When it comes to networking, it’s not a matter of only taking and receiving. Get to know others in the process and consider what you can do to help their growth as well. We all have the power to be influencers, connectors, and advocates for others.
Don’t stop there. As you blossom on your own journey, be sure to communicate and share your achievements with your connections. According to Clarke, “it’s like a ripple effect in that they may open up new opportunities for you to shine and take on new responsibilities for you and those around you.”
Make a plan before jumping ship
The “love it or leave it” approach doesn’t mean making rash decisions. It’s about thoughtful reflection and intentional planning. Clarke never recommends diving into something new without taking steps towards what’s next. This also includes making sure you have the financial stability to go along with it. (There are resources to help with that in the book!).
Your plan should also involve knowing what success and workplace happiness look like for you. When you jump too far without a plan, you risk being back where you started before too long. Clarke sees having a workplace happiness plan as choosing the right course, evaluating your toolkit, taking action, and keeping momentum.
Create a ‘portfolio pie’ mix
Maybe a full-time job isn’t for you after all. A “portfolio career” is when multiple strands of work become a cohesive career and individual projects add up to the equivalent or more than traditional a full-time job. This may consist of part-time, freelance, or self-employment.
In addition to diversified income with money coming from different places, it can also mean experimentation with working hours and the kinds of work you take on. While it can sound like the dream, Clarke created a “pie” framework to ensure clients consider where their revenue is actually coming from:
- Star work: High budget work that is delivered in a shorter amount of time, such as public speaking.
- Bread and butter: This work allows for a continuous flow of money and regular, predictable income. It may be a regular external client, or a predictable offer you run.
- Learning opportunity: A situation where you can test out new products or ideas on a new audience. These opportunities allow you to build your skills while gaining audience insights.

####

→ **QUESTIONS**:
1. In the career advice text, what is one example of "star work"?
2. Pick up the career advice text after its last line and write the next part.

→ **INFORMATION**:
####

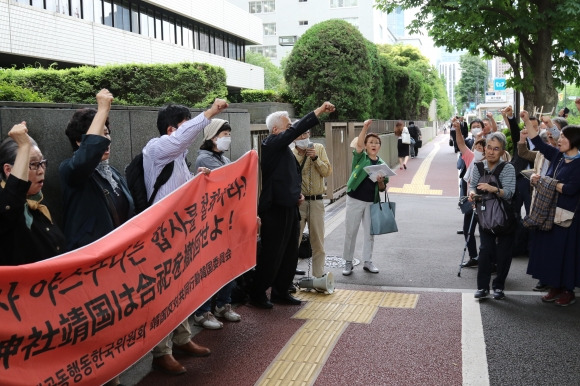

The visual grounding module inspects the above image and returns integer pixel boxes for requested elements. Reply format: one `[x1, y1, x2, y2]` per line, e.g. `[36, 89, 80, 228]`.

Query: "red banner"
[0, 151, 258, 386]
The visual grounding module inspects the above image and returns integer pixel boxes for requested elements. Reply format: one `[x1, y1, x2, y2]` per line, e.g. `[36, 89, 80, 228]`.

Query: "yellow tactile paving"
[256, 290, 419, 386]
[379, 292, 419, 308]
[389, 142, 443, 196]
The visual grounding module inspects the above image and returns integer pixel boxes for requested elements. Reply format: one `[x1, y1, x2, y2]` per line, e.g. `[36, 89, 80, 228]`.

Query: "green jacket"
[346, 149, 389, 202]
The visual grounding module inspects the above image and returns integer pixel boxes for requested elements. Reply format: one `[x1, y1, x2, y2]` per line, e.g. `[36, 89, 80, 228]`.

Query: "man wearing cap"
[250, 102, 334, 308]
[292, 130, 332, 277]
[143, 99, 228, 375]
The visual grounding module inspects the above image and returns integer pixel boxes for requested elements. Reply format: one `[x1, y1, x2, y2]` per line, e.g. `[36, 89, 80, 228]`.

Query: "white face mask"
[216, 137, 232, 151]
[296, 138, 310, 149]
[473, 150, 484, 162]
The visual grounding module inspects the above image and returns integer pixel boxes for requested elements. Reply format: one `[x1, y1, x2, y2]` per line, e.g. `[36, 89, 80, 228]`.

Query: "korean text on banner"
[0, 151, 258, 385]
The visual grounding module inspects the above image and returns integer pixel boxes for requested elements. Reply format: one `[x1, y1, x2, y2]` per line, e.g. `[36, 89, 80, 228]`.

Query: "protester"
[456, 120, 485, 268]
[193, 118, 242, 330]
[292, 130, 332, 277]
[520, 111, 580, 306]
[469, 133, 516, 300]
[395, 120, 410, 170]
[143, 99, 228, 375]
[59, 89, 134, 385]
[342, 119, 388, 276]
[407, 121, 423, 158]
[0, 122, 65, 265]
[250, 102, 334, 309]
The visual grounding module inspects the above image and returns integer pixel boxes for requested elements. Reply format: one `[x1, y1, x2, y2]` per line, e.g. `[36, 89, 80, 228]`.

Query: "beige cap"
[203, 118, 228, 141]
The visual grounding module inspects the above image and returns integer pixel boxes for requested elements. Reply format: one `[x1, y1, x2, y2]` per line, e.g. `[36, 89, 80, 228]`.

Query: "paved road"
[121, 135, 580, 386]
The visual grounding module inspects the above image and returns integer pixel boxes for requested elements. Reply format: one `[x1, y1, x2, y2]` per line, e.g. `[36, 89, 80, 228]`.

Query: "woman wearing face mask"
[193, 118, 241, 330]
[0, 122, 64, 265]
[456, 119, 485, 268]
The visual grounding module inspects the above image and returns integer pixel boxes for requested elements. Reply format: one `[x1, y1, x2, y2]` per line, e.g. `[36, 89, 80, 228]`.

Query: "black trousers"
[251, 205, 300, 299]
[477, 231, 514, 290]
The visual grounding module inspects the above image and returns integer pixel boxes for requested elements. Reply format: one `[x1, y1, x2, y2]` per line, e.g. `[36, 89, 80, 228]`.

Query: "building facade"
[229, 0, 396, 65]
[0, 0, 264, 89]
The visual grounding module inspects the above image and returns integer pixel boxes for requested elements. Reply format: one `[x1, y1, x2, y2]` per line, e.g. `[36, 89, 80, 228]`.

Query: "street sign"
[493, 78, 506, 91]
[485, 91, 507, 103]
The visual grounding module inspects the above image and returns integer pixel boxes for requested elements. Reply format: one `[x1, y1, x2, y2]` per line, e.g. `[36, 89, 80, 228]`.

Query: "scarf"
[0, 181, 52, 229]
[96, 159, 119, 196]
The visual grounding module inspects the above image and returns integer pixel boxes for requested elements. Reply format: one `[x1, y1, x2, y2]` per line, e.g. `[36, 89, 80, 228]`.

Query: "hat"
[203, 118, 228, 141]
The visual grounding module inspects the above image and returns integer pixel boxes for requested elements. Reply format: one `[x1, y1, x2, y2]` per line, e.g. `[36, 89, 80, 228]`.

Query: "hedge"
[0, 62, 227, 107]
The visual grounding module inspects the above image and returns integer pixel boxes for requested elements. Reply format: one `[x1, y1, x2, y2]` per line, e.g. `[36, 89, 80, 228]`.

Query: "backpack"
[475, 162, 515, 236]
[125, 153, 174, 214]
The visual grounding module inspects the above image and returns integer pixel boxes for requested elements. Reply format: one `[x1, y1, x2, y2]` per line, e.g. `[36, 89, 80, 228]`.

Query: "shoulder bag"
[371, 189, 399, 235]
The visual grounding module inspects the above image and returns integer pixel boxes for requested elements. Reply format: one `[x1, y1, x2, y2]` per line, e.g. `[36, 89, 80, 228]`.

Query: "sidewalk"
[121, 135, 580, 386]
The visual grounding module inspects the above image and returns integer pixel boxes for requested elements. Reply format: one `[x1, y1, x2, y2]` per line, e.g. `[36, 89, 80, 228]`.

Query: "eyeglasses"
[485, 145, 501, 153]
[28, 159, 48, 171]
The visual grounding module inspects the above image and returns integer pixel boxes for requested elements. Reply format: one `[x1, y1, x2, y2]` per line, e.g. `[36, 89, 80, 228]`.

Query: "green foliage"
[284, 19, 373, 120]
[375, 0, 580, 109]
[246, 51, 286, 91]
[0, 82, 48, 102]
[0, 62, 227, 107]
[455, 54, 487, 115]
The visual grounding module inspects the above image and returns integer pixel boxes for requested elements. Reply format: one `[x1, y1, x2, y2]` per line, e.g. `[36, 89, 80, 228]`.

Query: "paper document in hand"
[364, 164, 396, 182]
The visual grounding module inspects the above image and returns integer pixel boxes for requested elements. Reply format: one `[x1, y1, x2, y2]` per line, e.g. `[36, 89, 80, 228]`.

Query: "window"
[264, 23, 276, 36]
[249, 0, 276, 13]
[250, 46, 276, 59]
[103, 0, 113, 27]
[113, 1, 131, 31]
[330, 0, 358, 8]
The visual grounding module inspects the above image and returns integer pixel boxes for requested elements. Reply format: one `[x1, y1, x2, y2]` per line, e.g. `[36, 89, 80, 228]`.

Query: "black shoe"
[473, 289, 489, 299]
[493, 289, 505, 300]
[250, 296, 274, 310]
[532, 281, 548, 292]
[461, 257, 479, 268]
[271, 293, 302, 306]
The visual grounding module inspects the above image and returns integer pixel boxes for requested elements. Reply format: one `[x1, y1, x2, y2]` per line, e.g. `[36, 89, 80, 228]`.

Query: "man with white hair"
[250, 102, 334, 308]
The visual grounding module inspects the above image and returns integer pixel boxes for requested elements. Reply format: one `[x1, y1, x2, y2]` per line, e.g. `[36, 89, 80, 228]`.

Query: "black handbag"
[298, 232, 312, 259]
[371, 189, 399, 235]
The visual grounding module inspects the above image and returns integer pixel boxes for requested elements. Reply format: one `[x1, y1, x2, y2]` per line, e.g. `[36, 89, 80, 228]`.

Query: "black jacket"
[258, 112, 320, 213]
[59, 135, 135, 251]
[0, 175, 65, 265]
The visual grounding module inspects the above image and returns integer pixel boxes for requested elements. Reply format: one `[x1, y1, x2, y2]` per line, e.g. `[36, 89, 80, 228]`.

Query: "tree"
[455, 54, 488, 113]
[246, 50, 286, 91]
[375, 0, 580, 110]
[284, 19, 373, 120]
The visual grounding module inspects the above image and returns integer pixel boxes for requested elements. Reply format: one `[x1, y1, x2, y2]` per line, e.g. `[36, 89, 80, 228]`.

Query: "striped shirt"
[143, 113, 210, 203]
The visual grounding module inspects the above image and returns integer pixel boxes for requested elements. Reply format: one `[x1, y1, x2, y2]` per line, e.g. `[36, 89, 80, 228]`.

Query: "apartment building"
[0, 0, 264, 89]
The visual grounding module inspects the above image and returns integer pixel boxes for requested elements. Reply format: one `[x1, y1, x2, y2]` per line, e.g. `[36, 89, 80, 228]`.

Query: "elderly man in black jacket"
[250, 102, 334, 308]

####

→ **RESULTS FOR THE EXERCISE**:
1. Public speaking.

2.
- Semi/passive revenue: This involves up front work (and time) that will later generate income without day-to-day investment. (Think: online training or products.)
- Freebies: Freebies are a way to teach others about your services and offerings to help spread the word about what you do. This could be a newsletter, podcast, downloadable, or discovery call.
Embrace the delicate art of being comfortable with being uncomfortable
Clarke suggests “making friends with change” and poses two questions:
- When was the last time you challenged yourself to try something new?
- When was the last time you took a bold step and pushed yourself?
Whether it’s having a difficult conversation, trying something new, or learning/mastering a new skill, there’s nothing easy about it. It’s all a process. The speed at which you move may be different for you than for someone else. However, it’s through doing things that may make us uncomfortable that we reap the biggest rewards.
First you have to try in order for any change to take place. It’s also not until you try that you’ll know if that thing you want is really what you want. Testing ideas and small experiments are essential to determining whether you love your job or should leave it. Better yet, give yourself a timeframe to try things out. This will provide you with insights in order to better make decisions.
Think of discomfort as a way to work out what you really want. Clarke is the first to point out that any transition can feel like four steps forward and two back, but it’s still progress.